Start of Block
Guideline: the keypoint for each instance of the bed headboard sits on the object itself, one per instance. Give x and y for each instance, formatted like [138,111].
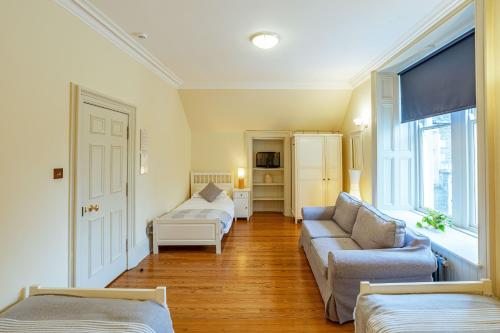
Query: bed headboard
[223,180]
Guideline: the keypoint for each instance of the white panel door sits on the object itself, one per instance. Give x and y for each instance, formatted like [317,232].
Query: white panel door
[101,230]
[333,164]
[310,174]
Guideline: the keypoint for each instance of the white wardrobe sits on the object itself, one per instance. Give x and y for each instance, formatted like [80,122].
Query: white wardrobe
[317,170]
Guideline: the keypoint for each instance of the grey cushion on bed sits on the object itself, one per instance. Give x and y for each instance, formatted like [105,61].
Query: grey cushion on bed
[210,192]
[374,230]
[346,209]
[50,307]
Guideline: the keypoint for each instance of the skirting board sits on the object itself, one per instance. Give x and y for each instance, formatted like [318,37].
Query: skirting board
[138,253]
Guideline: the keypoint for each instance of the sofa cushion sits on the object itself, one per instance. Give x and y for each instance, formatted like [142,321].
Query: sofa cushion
[322,246]
[346,209]
[374,230]
[322,228]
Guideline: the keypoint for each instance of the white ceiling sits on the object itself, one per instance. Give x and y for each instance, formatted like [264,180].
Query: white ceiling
[325,43]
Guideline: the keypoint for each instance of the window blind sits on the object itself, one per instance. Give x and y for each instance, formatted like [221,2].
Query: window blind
[443,82]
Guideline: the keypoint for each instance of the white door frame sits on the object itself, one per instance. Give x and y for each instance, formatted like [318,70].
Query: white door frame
[80,95]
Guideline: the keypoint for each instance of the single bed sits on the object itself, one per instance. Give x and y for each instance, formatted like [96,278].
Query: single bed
[427,307]
[197,221]
[89,310]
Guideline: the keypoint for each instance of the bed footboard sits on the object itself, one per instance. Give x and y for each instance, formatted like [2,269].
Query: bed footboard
[158,295]
[187,232]
[482,287]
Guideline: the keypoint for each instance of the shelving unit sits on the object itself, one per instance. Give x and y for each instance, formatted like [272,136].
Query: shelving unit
[268,196]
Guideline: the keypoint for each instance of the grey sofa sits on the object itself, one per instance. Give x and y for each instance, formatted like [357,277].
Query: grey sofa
[352,242]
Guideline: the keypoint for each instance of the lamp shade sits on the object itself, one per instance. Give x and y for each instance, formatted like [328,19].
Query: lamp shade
[241,172]
[354,176]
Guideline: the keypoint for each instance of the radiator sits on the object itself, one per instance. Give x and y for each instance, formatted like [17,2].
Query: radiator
[442,265]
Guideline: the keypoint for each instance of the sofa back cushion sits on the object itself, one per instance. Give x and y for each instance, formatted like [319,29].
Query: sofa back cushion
[374,230]
[346,209]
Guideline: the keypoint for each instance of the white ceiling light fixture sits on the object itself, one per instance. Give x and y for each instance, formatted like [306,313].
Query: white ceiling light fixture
[265,40]
[140,35]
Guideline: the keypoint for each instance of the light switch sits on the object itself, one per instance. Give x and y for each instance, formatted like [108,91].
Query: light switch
[58,173]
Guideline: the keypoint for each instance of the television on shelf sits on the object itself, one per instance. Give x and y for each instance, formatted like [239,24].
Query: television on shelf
[267,160]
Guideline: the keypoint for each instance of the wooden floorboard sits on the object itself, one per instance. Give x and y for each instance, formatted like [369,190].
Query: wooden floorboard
[261,282]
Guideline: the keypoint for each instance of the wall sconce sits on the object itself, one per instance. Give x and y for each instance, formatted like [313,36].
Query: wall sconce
[360,122]
[241,177]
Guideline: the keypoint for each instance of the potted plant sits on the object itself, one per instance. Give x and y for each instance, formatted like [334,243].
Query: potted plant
[435,220]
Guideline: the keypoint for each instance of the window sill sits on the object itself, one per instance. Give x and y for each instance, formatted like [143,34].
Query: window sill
[460,243]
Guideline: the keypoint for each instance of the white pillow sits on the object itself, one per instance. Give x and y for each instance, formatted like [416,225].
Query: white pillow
[223,194]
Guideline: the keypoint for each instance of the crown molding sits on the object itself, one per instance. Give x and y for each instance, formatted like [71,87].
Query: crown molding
[340,85]
[426,24]
[98,21]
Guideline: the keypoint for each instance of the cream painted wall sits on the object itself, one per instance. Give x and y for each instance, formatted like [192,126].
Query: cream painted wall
[217,151]
[359,107]
[44,48]
[218,119]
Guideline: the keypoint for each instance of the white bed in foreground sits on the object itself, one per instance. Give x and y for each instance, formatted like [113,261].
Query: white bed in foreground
[89,310]
[427,307]
[168,230]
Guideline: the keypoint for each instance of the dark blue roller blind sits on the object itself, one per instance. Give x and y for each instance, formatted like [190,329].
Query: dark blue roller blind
[442,82]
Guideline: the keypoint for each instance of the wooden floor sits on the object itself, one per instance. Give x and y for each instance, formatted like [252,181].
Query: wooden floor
[261,282]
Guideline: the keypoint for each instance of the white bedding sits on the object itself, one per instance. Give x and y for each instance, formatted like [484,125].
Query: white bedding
[222,202]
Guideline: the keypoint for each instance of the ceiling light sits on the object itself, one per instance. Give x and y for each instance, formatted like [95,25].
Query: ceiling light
[265,40]
[141,35]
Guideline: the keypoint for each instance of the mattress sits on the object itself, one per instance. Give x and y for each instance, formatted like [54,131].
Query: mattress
[222,208]
[76,311]
[427,313]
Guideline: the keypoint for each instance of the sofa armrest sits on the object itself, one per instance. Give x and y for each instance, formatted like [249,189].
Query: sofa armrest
[381,264]
[318,213]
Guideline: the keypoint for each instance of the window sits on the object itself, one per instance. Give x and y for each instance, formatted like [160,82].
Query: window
[447,166]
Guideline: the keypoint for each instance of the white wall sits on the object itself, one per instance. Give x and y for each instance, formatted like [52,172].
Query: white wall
[359,107]
[44,48]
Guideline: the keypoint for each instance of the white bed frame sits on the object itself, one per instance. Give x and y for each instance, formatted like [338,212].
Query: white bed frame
[482,287]
[194,232]
[158,295]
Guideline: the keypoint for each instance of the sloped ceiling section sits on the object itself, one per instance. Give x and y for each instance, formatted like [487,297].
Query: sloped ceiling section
[236,110]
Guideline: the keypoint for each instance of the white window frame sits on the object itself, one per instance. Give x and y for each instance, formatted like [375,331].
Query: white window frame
[464,161]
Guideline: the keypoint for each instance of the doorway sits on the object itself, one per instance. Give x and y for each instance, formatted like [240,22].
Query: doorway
[102,201]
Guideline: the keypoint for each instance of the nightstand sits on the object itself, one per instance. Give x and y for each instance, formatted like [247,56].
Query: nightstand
[242,198]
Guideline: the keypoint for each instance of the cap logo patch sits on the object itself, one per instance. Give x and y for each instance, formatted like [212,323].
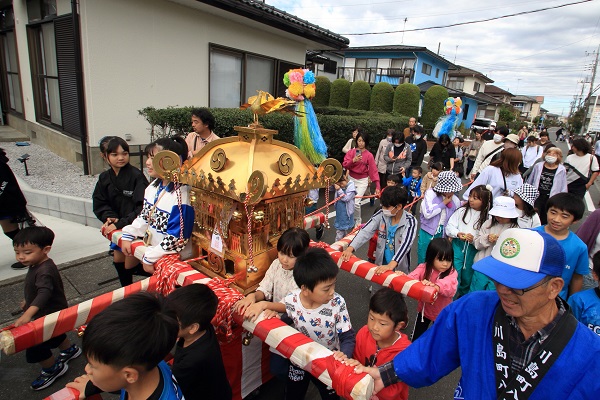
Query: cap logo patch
[510,248]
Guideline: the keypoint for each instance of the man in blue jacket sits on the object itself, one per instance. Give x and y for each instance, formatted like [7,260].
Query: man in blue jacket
[520,342]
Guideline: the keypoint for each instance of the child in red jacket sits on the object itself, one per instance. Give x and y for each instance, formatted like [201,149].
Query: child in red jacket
[380,340]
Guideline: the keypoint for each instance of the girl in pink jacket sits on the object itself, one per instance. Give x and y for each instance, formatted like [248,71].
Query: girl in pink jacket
[436,271]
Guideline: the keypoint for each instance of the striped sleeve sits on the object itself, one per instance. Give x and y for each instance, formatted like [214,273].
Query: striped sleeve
[409,237]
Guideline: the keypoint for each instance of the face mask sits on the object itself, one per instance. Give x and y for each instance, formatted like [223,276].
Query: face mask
[388,213]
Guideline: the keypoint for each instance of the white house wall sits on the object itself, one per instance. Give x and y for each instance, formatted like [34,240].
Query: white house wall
[139,53]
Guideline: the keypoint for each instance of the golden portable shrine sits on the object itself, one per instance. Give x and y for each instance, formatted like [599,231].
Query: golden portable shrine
[247,190]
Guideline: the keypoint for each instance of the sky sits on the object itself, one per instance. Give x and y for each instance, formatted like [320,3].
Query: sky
[548,53]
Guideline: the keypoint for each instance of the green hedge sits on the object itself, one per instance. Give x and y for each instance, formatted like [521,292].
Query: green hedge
[336,129]
[360,95]
[433,106]
[382,98]
[340,93]
[406,100]
[323,91]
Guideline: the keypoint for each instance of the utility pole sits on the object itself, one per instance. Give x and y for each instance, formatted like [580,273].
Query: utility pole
[589,96]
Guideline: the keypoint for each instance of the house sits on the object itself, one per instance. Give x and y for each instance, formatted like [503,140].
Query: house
[73,72]
[473,83]
[528,107]
[394,64]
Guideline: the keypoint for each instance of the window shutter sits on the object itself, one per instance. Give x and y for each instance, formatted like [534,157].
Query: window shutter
[66,58]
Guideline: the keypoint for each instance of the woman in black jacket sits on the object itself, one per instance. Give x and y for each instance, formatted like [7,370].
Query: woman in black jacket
[443,152]
[118,199]
[13,206]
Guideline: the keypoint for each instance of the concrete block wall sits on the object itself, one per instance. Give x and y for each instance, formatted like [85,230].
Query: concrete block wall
[61,206]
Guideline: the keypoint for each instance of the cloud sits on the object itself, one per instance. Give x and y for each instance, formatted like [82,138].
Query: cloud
[540,54]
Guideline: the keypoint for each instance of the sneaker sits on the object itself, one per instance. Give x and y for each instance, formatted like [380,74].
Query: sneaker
[320,231]
[18,266]
[47,378]
[67,355]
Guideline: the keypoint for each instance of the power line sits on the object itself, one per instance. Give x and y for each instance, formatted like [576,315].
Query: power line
[468,22]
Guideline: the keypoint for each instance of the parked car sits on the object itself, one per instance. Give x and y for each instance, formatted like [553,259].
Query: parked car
[481,124]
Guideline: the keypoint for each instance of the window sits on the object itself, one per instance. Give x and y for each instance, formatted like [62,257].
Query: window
[236,75]
[38,10]
[426,69]
[456,82]
[45,73]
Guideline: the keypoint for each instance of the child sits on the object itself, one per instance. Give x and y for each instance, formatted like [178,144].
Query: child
[439,203]
[198,364]
[125,346]
[381,340]
[118,199]
[277,283]
[525,197]
[44,294]
[413,184]
[586,305]
[344,207]
[162,216]
[563,210]
[392,180]
[437,271]
[462,228]
[320,313]
[504,216]
[396,228]
[430,178]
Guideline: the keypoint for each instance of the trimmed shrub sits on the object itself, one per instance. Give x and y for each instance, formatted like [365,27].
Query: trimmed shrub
[360,95]
[382,98]
[433,106]
[340,93]
[323,91]
[406,100]
[336,129]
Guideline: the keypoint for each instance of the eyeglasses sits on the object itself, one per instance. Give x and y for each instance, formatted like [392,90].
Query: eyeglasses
[521,292]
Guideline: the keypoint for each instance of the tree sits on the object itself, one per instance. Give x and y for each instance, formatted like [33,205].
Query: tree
[340,93]
[382,97]
[406,100]
[433,106]
[360,95]
[323,91]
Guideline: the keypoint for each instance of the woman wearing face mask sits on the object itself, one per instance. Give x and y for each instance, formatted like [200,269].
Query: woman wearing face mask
[397,155]
[443,152]
[550,178]
[380,161]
End of Block
## What is needed
Wherever the line holding "Guideline: the keypoint for each instance of the woman in" falls in the entries above, copy exactly from it through the line holding "Guideline: the keypoint for each instance of the sneaker", inclusive, and add nothing.

## Answer for the task
Guideline: the keypoint for each instance of the woman in black jacket sits on the object itself, one per instance. Give x and y for each instance, formatted like [7,370].
Query: woman in black jacket
[443,152]
[118,199]
[13,206]
Guideline: the keypoint for each instance of the concrete block wall sits on the object itself, one per instance. Give x and y for each instance, formatted like [85,230].
Query: concrete block wall
[61,206]
Guideline: the keypoint for each instance of the cloud sits on the object itself, one per instance. Give x and y for each instance, formatted like [82,138].
Query: cloud
[540,54]
Guideline: the keypoint for each instance of the sneaker sits on the object itself, one per instance. Give x and y for each instance, formatted like [380,74].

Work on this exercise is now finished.